Zeitgemäße Betrachtungen zur Selbstfürsorge

Was heißt Selbsterfahrung? 

Warum ist sie unverzichtbar, um lebenslänglich entwicklungsfähig zu bleiben?

 

Sokrates

Sokrates

Einige Worte zur Begriffsklärung *

Die Bezeichnung Selbsterfahrung wird inflationär in einer Weise benutzt, die sie im Grunde eines Sinns beraubt. Das Ergebnis ist allgemeine Verwirrung . Der Klarheit wegen wird vorgeschlagen, zwischen Therapie, Lehranalyse bzw. Weiterbildung in Gruppen, Selbsthilfe und Selbst-erfahrung zu unterscheiden.
Therapie setzt voraus, dass eine krankheitswertige Störung diagnostiziert wurde. Lehranalyse beinhaltet Einzelgespräche in einer jeweiligen Therapiemethode zu Lehrzwecken. Weiterbildung in Gruppen betrifft die Vermittlung von theoretischen und praktischen Kenntnissen in einer Therapiemethode in Gruppen. Selbsthilfe wird von Betroffenen einer bestimmten Problematik zwecks gegenseitiger Beratung privat veranstaltet und bedarf keiner Leitung.
Selbsterfahrung hat insofern einen Zusammenhang mit „Krankheit“, als sie nicht mehr angebracht ist, wenn Menschen so ausgeprägte Beschwerden haben, so dass sie einer Therapie bedürfen. Dennoch setzt sie ein inneres Anliegen voraus. Sie findet i.d.R. nicht im Einzel-Setting statt, sondern prinzipiell in Gruppen, wozu professionelle Leitung benötigt wird. Damit Selbsterfahrung wirksam werden kann, ist uneingeschränkt freiwillige Motivation erforderlich. Sie sollte keinem anderen Zweck dienen, als einer Vermehrung von Erfahrungswissen über die eigene Person. Als obligater Baustein diverser therapeutischer Weiterbildungs-gänge fehlt solcher „Selbsterfahrung“ derartige Freiwilligkeit, weswegen bei solchen Seminaren häufig „nicht drin ist, was drauf steht“.

▸ GEGEBENE ANGABEN:

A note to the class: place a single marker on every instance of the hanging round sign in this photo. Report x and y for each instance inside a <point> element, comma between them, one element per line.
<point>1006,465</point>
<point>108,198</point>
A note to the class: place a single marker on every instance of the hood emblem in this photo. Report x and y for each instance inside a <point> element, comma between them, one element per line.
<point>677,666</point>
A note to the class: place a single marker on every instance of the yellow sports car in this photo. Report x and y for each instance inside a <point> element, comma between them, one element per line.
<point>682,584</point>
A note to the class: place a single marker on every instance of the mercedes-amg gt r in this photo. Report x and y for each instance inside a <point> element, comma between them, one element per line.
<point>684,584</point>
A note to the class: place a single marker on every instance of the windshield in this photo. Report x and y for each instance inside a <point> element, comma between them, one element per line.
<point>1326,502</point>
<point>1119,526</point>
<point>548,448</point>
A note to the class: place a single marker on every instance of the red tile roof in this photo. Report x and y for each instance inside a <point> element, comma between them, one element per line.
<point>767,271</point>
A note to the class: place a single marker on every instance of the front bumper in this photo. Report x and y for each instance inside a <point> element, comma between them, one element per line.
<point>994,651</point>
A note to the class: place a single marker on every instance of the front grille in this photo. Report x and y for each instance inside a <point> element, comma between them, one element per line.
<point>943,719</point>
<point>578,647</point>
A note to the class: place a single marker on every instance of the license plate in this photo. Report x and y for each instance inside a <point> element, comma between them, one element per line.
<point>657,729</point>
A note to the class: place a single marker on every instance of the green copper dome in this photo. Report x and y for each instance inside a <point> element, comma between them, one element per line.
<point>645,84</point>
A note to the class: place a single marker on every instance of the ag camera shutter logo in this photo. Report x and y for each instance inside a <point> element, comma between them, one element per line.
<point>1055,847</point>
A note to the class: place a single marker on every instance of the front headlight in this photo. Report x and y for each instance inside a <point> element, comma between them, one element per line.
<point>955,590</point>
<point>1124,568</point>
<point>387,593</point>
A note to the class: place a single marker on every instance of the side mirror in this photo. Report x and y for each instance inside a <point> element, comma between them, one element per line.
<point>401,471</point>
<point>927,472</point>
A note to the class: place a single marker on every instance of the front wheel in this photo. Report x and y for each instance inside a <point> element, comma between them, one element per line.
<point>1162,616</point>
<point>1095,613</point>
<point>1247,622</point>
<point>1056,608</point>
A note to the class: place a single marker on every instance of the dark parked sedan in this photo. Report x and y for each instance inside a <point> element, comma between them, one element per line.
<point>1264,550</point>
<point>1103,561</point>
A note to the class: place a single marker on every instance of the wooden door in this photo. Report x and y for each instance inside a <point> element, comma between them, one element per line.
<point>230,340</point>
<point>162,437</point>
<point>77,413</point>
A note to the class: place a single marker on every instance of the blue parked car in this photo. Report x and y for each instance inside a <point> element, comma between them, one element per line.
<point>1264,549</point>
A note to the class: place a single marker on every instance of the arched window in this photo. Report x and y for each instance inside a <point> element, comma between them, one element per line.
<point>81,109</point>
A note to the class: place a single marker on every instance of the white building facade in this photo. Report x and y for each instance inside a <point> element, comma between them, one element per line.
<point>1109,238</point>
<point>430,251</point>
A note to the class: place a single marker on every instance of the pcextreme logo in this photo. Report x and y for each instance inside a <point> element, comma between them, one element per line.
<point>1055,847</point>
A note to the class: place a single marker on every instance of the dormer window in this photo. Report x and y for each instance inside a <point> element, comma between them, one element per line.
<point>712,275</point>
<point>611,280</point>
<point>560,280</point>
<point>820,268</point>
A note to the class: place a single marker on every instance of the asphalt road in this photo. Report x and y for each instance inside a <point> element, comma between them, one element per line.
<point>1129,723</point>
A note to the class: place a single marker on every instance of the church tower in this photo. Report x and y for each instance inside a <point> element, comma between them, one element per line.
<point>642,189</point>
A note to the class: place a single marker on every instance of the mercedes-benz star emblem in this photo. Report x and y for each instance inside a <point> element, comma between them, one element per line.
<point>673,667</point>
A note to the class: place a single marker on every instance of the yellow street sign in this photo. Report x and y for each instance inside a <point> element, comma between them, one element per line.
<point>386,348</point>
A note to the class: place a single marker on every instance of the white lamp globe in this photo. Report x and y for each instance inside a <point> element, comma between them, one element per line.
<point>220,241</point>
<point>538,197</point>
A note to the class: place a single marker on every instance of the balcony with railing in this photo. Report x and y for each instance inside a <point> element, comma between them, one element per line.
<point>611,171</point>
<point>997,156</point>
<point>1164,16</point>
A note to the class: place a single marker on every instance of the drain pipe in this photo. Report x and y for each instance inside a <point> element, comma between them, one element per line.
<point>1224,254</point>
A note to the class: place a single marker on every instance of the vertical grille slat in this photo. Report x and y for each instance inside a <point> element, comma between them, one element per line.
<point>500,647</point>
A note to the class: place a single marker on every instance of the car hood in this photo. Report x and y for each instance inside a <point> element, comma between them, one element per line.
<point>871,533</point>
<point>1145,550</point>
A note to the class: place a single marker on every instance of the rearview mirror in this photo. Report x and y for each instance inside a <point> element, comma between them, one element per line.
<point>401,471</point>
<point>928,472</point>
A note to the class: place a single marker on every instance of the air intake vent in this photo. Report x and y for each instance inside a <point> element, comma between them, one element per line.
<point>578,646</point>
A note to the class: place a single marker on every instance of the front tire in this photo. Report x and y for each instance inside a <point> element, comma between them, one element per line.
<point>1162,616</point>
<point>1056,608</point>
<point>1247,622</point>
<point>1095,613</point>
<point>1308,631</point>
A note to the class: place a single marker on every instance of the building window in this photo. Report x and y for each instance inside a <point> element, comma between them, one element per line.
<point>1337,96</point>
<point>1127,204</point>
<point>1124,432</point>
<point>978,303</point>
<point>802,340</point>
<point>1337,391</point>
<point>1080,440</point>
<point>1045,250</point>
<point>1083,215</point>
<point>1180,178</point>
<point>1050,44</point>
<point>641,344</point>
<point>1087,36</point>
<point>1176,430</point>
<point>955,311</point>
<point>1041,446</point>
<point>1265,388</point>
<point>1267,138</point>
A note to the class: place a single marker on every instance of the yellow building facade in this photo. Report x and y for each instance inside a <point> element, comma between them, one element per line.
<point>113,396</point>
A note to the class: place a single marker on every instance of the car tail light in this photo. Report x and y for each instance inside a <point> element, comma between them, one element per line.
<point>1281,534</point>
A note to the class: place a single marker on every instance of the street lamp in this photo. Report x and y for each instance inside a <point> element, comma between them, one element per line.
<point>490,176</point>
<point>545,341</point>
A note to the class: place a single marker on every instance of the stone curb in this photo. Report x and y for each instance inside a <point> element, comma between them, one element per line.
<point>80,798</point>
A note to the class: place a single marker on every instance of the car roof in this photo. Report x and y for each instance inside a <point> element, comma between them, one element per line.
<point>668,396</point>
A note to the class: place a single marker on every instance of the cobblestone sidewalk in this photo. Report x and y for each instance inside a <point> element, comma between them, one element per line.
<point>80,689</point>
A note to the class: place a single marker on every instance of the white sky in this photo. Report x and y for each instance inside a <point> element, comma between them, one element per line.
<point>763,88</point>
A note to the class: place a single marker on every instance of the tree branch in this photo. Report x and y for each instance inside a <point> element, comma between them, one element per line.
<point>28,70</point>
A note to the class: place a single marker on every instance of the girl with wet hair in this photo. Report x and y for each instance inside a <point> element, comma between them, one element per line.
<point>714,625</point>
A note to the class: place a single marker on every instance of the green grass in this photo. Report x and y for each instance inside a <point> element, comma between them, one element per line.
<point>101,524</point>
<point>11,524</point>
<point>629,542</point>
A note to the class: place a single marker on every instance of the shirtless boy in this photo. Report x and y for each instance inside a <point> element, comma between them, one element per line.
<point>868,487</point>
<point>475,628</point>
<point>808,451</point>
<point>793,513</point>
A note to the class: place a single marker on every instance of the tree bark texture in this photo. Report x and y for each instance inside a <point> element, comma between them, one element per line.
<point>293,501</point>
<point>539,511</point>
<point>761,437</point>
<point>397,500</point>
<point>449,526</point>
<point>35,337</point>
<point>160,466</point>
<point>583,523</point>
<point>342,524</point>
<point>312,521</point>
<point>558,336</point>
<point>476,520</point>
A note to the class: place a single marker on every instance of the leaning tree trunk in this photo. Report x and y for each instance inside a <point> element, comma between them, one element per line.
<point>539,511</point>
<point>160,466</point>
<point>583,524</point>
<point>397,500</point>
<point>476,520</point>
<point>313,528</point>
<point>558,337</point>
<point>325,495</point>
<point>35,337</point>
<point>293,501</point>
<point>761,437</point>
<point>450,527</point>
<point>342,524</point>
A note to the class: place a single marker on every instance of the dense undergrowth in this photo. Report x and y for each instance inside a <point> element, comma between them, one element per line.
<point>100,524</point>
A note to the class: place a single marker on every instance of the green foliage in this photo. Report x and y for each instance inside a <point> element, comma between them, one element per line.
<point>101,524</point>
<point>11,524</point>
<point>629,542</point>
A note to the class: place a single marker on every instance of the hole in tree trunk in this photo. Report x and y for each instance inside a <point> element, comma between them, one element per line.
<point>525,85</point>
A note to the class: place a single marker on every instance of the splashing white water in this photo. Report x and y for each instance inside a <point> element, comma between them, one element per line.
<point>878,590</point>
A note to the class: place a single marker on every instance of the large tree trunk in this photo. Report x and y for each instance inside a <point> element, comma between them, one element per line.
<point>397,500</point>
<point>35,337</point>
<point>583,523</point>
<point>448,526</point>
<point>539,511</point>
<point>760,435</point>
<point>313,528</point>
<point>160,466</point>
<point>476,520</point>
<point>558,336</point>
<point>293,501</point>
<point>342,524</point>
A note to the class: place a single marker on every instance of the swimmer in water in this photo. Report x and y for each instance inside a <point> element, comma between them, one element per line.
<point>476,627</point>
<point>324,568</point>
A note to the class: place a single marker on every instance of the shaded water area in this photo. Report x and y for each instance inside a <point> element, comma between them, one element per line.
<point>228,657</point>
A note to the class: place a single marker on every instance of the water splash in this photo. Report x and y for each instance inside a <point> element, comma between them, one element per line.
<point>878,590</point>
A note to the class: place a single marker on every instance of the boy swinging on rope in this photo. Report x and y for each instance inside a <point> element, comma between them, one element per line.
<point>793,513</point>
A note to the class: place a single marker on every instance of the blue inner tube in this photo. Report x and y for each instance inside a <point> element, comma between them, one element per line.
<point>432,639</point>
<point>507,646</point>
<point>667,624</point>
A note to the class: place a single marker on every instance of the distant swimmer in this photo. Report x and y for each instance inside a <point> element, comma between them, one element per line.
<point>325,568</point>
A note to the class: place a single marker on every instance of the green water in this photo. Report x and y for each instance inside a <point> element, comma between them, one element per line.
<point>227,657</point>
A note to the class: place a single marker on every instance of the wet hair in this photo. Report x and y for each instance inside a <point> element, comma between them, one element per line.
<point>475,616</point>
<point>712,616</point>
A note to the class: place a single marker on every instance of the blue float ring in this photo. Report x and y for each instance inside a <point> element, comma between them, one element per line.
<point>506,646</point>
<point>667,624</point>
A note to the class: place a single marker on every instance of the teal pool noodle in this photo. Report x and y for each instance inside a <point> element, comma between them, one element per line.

▸ AUFGABENSTELLUNG: Schreiben Sie aus dem Text über Selbsterfahrung den Abschnitt wörtlich ab, der mit „Warum ist sie“ beginnt und bis einschließlich „bedarf keiner Leitung.“ reicht.

▸ ERGEBNIS:
Warum ist sie unverzichtbar, um lebenslänglich entwicklungsfähig zu bleiben?

 

Sokrates

Sokrates

Einige Worte zur Begriffsklärung *

Die Bezeichnung Selbsterfahrung wird inflationär in einer Weise benutzt, die sie im Grunde eines Sinns beraubt. Das Ergebnis ist allgemeine Verwirrung . Der Klarheit wegen wird vorgeschlagen, zwischen Therapie, Lehranalyse bzw. Weiterbildung in Gruppen, Selbsthilfe und Selbst-erfahrung zu unterscheiden.
Therapie setzt voraus, dass eine krankheitswertige Störung diagnostiziert wurde. Lehranalyse beinhaltet Einzelgespräche in einer jeweiligen Therapiemethode zu Lehrzwecken. Weiterbildung in Gruppen betrifft die Vermittlung von theoretischen und praktischen Kenntnissen in einer Therapiemethode in Gruppen. Selbsthilfe wird von Betroffenen einer bestimmten Problematik zwecks gegenseitiger Beratung privat veranstaltet und bedarf keiner Leitung.